● **Tugas Anda**: Tuliskan lanjutan kutipan di bawah tentang cara menyelesaikan masalah keluarga, mulai sesudah kalimat terakhirnya.

● **Kutipan**:
────────────────

Cara yang tepat dalam menyelesaikan masalah keluarga dapat memicu
terciptanya proses pertumbuhan. Setiap pasangan Kristen seharusnya
belajar dari berbagai konflik dan mau memiliki sikap yang lebih dewasa.
Rumah memerlukan ketenangan yang hangat dan kehangatan yang tenang. Oleh
sebab itu, bicarakan cara mengatasi dan menyelesaikan masalah yang ada,
serta pahami dan terapkan prinsip-prinsip berikut ini [3]:
1.
Bertumbuh dalam Kristus. Keinginan ini tidak dapat dibuat-buat dan tidak
muncul secara otomatis. Keinginan ini bergantung pada hubungan pribadi
yang sehat dengan Kristus dan ditandai dengan adanya kerinduan untuk
berdoa dan membaca Alkitab sambil merefleksikannya dalam kehidupan
pribadi dan keluarga. Dampaknya, prinsip-prinsip kebenaran Alkitab dan
nilai-nilai kristiani akan tampak dan dijunjung tinggi.
2.
Bertumbuh menjadi pribadi yang lebih dewasa, selalu ingin belajar, mau
memberi, bersedia berkorban, dan melayani. Jika setiap pribadi tidak mau
mengasihi dan membahagiakan pasangannya, masalah yang ada tidak akan
selesai dengan tuntas. Pribadi yang tidak mau menjadi lebih dewasa
cenderung egosentris dalam menyelesaikan masalah keluarga.
3.
Berinisiatif dan mulai menyelesaikan masalah keluarga dengan penuh
kesadaran. Setiap pribadi harus mempunyai keinginan kuat untuk
mempertahankan keutuhan pernikahannya dan berusaha mencari alternatif
solusi yang baik untuk semua pihak. Perlakukan orang lain (suami, istri,
anak, atau orang tua kita) seperti kita ingin diperlakukan (Matius
7:12). Perubahan harus dimulai dari diri sendiri, dan hendaklah kita
hidup dengan ramah, kasih mesra, saling mengasihi, dan mengampuni
sebagai dasar dalam mengatasi masalah keluarga kita (Efesus 4:32).

────────────────

● **Baris Data**:
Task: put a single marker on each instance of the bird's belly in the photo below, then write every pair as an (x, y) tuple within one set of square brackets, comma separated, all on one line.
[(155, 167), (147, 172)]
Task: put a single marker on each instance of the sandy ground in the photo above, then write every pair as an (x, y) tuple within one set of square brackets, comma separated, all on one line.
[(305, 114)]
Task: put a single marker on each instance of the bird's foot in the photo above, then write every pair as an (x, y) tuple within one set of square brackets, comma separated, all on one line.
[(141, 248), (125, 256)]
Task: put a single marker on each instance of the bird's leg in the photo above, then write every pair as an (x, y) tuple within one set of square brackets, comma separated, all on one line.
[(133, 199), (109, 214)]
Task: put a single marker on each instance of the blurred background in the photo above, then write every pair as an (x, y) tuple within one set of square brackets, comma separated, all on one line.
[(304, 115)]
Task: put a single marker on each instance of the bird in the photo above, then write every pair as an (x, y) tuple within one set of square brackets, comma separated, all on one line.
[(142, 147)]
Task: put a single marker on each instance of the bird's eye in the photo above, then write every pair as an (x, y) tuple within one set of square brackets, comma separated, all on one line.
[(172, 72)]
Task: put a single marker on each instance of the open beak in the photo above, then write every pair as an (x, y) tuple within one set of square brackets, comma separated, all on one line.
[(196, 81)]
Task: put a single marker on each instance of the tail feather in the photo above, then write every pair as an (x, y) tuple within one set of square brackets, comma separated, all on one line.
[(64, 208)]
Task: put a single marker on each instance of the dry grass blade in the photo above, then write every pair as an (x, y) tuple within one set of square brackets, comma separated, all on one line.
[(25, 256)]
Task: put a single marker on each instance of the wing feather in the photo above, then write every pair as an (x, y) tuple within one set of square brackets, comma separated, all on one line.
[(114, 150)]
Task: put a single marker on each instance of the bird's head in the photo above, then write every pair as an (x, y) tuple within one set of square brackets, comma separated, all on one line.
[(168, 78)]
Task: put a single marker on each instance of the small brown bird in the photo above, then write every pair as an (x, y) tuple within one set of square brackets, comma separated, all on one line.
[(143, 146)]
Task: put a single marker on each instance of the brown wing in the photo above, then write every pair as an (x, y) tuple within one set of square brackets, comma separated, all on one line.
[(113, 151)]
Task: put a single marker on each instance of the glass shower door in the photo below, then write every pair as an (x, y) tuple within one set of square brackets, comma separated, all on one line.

────────────────

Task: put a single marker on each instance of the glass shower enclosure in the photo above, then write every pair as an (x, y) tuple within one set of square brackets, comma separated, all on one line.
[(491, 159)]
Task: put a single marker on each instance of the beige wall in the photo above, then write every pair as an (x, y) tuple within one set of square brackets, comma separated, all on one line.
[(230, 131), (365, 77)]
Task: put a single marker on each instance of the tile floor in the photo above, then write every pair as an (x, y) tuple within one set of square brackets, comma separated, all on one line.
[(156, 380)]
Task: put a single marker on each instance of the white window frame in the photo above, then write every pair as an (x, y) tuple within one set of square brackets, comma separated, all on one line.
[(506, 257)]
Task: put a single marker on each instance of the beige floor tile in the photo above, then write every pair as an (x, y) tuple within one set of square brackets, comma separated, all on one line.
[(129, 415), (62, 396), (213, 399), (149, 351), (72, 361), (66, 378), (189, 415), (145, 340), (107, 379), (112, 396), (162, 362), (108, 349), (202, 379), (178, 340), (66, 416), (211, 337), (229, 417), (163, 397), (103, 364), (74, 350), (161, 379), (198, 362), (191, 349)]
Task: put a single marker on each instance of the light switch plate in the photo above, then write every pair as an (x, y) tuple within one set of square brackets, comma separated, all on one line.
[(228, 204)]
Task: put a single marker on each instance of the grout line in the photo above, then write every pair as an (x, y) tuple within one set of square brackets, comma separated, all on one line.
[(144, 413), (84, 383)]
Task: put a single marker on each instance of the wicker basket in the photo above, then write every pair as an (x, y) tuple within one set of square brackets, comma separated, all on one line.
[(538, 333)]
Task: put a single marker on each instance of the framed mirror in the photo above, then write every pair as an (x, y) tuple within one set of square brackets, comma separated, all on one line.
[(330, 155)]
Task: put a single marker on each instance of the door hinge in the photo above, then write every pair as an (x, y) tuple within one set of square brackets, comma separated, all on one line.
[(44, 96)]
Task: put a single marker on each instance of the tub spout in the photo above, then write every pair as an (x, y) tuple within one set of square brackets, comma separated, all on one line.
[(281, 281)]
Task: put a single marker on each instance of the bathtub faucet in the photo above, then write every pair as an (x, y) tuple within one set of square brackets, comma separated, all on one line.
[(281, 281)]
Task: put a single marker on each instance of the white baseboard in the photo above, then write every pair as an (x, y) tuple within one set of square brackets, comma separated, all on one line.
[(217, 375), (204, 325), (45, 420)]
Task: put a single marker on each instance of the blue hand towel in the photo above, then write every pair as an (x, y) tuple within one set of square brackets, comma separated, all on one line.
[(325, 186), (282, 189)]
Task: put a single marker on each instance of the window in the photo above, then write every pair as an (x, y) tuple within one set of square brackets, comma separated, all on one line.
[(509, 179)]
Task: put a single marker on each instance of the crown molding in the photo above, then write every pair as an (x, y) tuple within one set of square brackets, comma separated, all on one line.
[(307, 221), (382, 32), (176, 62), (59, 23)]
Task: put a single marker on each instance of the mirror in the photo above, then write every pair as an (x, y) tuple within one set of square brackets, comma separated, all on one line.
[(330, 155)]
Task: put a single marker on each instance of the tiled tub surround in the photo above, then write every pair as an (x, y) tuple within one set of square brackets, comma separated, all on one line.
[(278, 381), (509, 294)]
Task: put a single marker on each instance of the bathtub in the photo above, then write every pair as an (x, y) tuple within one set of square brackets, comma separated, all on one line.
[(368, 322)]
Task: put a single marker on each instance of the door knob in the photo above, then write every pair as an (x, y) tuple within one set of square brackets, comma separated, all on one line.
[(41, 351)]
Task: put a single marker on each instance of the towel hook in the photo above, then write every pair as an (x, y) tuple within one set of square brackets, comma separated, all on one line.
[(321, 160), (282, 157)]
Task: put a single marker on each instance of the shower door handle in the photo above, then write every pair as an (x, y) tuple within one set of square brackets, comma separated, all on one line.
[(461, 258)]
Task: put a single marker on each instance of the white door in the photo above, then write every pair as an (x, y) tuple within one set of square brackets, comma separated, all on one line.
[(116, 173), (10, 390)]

────────────────

● **Hasil Tugas**:
Terkadang, kita perlu menanyakan pada diri sendiri: Apakah saya
mencintai pasangan hidup saya seperti Kristus mencintai umat-Nya? Apakah
saya sungguh-sungguh mencintai pasangan hidup saya seperti saya
mengasihi diri saya sendiri? Jika jawabannya adalah TIDAK, mulailah
untuk melakukan perubahan diri, maka pernikahan Anda akan menemukan
kembali kehangatannya (Efesus 5:22-31).
4. Berpikir positif
terhadap pasangan. Pandangan positif akan melahirkan pendekatan dan
cara-cara yang positif dalam mengatasi permasalahan dalam keluarga.
Fokuslah pada kelebihan, bukan kekurangan pasangan Anda.
5.
Berpikir dan mewujudkan kehidupan keluarga yang sukses. Jangan pernah
sekalipun memikirkan untuk bercerai sebagai solusi permasalahan
keluarga. Tetapkan orientasi hidup pernikahan yang benar.
6.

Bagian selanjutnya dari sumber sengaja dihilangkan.